Help guide shoppers away from foods that cause acid reflux and towards foods that will help.
Dietary changes are one of the most important elements to help relieve the symptoms of acid reflux – from ditching the junk food to cutting back on alcohol there are a variety of things your shoppers can do.
Acid reflux, also known as "reflux esophagitis", is an inflammation of the esophagus caused by regurgitation of the contents of the stomach. Acid reflux is most often recognized by its symptom of "heartburn" which reportedly affects 1 out of every 10 adults in the US, daily. It is important to note that stomach acid is absolutely crucial for absorbing vitamins and minerals and making the most of the food we eat.
Shoppers need to be aware that, certain foods can trigger acid reflux either by stimulating acid production or by relaxing the lower esophageal sphincter (LES) muscle, which usually stays tight to keep acid in the stomach and out of the esophagus. Foods that can relax the LES include fried foods, caffeinated beverages, mayonnaise, creamy sauces, whole-milk dairy products and allergens. Foods that may stimulate acid production include coffee, chocolate, fried foods, dairy, tomato-based products, carbonated beverages, raw onion, mint, and citrus fruits/beverages. Fermented beverages, like wine and beer, also can increase the production of stomach acid. Do keep in mind that food triggers vary person to person.
So what should an acid reflux diet look like? Create signage that sites expert recommendations, including: drinking plenty of water, choosing lean meats, whole grains, and simple vegetables and starches such as potatoes, broccoli, cabbage, and green beans. Low-acidic fruits such as apples and bananas are good choices, as well as easy-to-digest dairy products such as goat, feta and low-fat cottage cheese.

- [Directions]:
(1) In the acid reflux text, which muscle normally stays tight to keep acid in the stomach and out of the esophagus?
(2) Resume the acid reflux text after its final sentence.
The records can be left aside.

- [Collected data]:
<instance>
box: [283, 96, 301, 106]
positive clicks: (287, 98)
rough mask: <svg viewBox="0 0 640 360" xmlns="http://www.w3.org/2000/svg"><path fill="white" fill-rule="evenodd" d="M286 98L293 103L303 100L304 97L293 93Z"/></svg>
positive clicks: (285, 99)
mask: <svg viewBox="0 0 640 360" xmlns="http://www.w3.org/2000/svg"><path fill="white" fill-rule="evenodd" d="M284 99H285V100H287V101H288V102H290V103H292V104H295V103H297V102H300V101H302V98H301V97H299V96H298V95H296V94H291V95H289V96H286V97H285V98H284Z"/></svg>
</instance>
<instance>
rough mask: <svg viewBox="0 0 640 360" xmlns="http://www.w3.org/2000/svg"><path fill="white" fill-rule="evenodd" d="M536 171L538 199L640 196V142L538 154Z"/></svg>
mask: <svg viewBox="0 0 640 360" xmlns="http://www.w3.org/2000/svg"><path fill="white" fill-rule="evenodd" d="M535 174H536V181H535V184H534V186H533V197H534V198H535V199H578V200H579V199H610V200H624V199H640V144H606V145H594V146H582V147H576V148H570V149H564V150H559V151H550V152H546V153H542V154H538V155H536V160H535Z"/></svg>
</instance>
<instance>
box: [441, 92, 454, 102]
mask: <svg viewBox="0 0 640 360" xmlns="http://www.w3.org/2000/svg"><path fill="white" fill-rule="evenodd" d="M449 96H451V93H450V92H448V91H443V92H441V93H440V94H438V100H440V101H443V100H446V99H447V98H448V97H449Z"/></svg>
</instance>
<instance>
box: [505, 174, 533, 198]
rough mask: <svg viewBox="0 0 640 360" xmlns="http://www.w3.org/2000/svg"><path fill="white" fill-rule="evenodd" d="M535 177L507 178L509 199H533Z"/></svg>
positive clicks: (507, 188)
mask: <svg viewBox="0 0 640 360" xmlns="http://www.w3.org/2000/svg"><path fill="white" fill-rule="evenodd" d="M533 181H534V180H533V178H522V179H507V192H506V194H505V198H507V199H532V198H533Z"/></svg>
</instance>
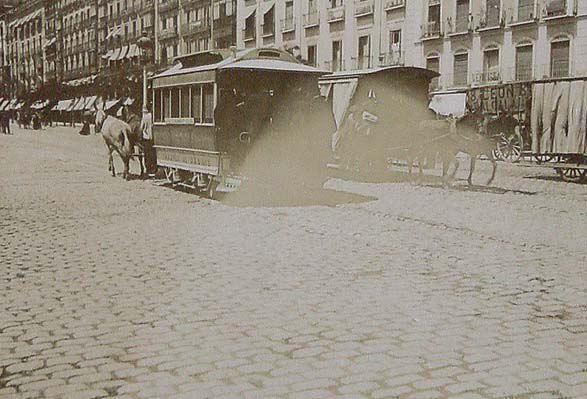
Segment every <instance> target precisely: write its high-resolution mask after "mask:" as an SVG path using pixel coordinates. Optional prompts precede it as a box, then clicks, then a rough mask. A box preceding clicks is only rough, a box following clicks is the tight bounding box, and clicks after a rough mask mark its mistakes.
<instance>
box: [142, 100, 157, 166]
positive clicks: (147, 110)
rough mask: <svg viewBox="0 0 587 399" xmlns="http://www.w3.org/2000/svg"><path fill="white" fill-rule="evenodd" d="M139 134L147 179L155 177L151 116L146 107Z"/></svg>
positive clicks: (151, 115) (152, 132)
mask: <svg viewBox="0 0 587 399" xmlns="http://www.w3.org/2000/svg"><path fill="white" fill-rule="evenodd" d="M141 133H142V136H143V137H142V138H143V148H144V152H145V168H146V169H147V174H148V175H149V177H155V172H156V170H157V158H156V157H157V154H156V153H155V149H154V148H153V116H152V115H151V113H150V112H149V109H148V108H147V107H146V106H145V107H143V118H142V119H141Z"/></svg>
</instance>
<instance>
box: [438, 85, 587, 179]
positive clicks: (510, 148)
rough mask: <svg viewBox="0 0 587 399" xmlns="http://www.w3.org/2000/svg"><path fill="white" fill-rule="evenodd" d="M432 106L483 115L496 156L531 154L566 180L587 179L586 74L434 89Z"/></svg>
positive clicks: (525, 154)
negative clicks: (555, 78)
mask: <svg viewBox="0 0 587 399" xmlns="http://www.w3.org/2000/svg"><path fill="white" fill-rule="evenodd" d="M455 99H459V100H456V101H455ZM443 103H444V106H443ZM432 104H435V105H436V107H437V108H438V110H440V111H441V112H440V113H444V114H448V113H449V112H450V113H458V112H459V111H460V110H461V109H462V110H463V112H467V113H479V114H481V115H482V116H483V118H484V119H485V124H484V127H485V134H487V135H488V136H493V137H495V138H496V142H497V147H496V151H495V155H496V156H497V158H498V159H502V160H505V161H509V162H517V161H520V160H522V158H524V157H525V156H529V157H530V158H532V159H534V160H535V161H536V162H537V163H538V164H541V165H544V166H546V167H551V168H554V169H555V170H556V171H557V173H558V174H559V175H560V176H561V177H562V178H563V179H564V180H566V181H574V182H578V181H583V180H585V179H586V177H587V133H586V130H587V122H586V121H587V78H567V79H565V78H562V79H543V80H534V81H531V82H530V81H528V82H513V83H504V84H497V85H485V86H479V87H473V88H469V89H467V90H463V91H457V92H448V93H436V94H435V95H434V96H433V98H432ZM446 104H451V105H452V106H448V107H447V106H446ZM442 108H444V112H442V110H441V109H442Z"/></svg>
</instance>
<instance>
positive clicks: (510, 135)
mask: <svg viewBox="0 0 587 399" xmlns="http://www.w3.org/2000/svg"><path fill="white" fill-rule="evenodd" d="M523 146H524V142H523V140H522V135H521V134H520V133H518V132H515V133H512V134H509V135H506V134H504V133H501V134H500V135H499V138H498V141H497V148H496V150H495V155H497V158H498V159H501V160H502V161H506V162H518V161H519V160H520V158H522V148H523Z"/></svg>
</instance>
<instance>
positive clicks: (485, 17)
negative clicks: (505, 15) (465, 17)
mask: <svg viewBox="0 0 587 399" xmlns="http://www.w3.org/2000/svg"><path fill="white" fill-rule="evenodd" d="M500 2H501V0H486V3H485V20H484V21H482V25H483V26H487V27H494V26H499V25H500V24H501V20H500V18H501V10H500Z"/></svg>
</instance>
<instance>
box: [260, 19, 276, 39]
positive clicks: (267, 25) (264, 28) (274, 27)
mask: <svg viewBox="0 0 587 399" xmlns="http://www.w3.org/2000/svg"><path fill="white" fill-rule="evenodd" d="M261 32H263V36H273V35H274V34H275V24H274V23H273V22H271V23H268V24H262V25H261Z"/></svg>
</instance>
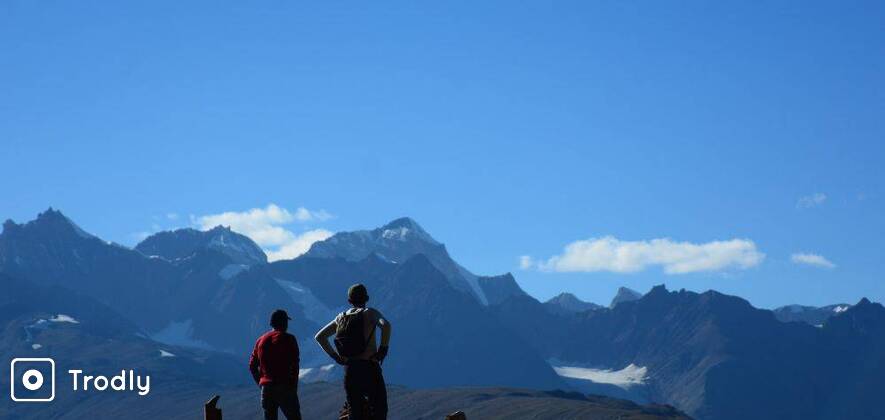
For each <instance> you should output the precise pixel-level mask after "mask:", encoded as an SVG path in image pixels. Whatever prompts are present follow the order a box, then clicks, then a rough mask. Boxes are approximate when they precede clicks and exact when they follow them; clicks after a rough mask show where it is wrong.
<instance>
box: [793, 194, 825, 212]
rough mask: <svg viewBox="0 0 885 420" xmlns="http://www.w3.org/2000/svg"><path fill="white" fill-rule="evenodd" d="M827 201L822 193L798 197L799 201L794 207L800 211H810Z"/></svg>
mask: <svg viewBox="0 0 885 420" xmlns="http://www.w3.org/2000/svg"><path fill="white" fill-rule="evenodd" d="M825 201H827V195H826V194H824V193H814V194H812V195H806V196H805V197H800V198H799V201H798V202H796V207H798V208H800V209H810V208H812V207H818V206H820V205H821V204H823V203H824V202H825Z"/></svg>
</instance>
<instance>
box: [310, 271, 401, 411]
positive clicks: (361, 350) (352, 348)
mask: <svg viewBox="0 0 885 420" xmlns="http://www.w3.org/2000/svg"><path fill="white" fill-rule="evenodd" d="M347 301H348V302H350V304H351V305H352V306H353V307H352V308H350V309H348V310H346V311H344V312H342V313H340V314H338V316H336V317H335V319H333V320H332V322H330V323H329V324H328V325H326V326H325V327H323V329H321V330H320V331H319V332H318V333H317V335H316V337H315V338H316V340H317V342H318V343H319V344H320V347H322V348H323V350H324V351H325V352H326V354H328V355H329V357H331V358H332V359H334V360H335V361H336V362H337V363H338V364H340V365H344V391H345V392H346V393H347V403H348V405H349V406H350V413H351V417H350V418H351V420H369V419H366V418H365V414H364V413H365V412H366V411H367V410H366V403H367V402H368V404H369V407H371V412H372V420H386V419H387V386H386V385H385V384H384V376H383V375H382V374H381V363H383V362H384V358H385V357H387V346H388V345H389V344H390V321H388V320H387V319H385V318H384V315H381V312H378V310H377V309H374V308H369V307H366V303H367V302H368V301H369V293H368V291H366V286H363V285H362V284H355V285H353V286H351V287H350V289H348V290H347ZM379 326H380V327H381V346H378V345H377V343H376V338H375V329H376V328H377V327H379ZM333 334H334V335H335V340H334V341H335V348H332V346H331V345H330V344H329V337H331V336H332V335H333Z"/></svg>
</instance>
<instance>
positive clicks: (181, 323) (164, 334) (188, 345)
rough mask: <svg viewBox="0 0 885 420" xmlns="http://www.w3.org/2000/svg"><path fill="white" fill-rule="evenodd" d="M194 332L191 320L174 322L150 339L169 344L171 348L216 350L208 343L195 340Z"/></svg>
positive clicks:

- [List of answers]:
(1) The lower esophageal sphincter (LES).

(2)
Additional lifestyle changes that can benefit your shoppers suffering from acid reflux include eating smaller meals, eating dinner or snack at least three hours before bedtime, and making sure that your shoppers eating in a stress free atmosphere. Keeping a food journal can help determine which foods are most problematic. Suggest shoppers track foods that spark acid reflux, and use journal notes to reintroduce foods that have been cut from the diet to see if they were in fact acid reflux triggers.
It is also important to keep in mind that acid production actually decreases as we age. The acid reflux your shoppers may be feeling is actually an indication that they do not have enough stomach acid to trigger the stomach contents to empty, and thus the food sits, ferments, and gas causes the reflux up the esophagus. This is something to discuss with a dietitian, physician or healthcare practitioner.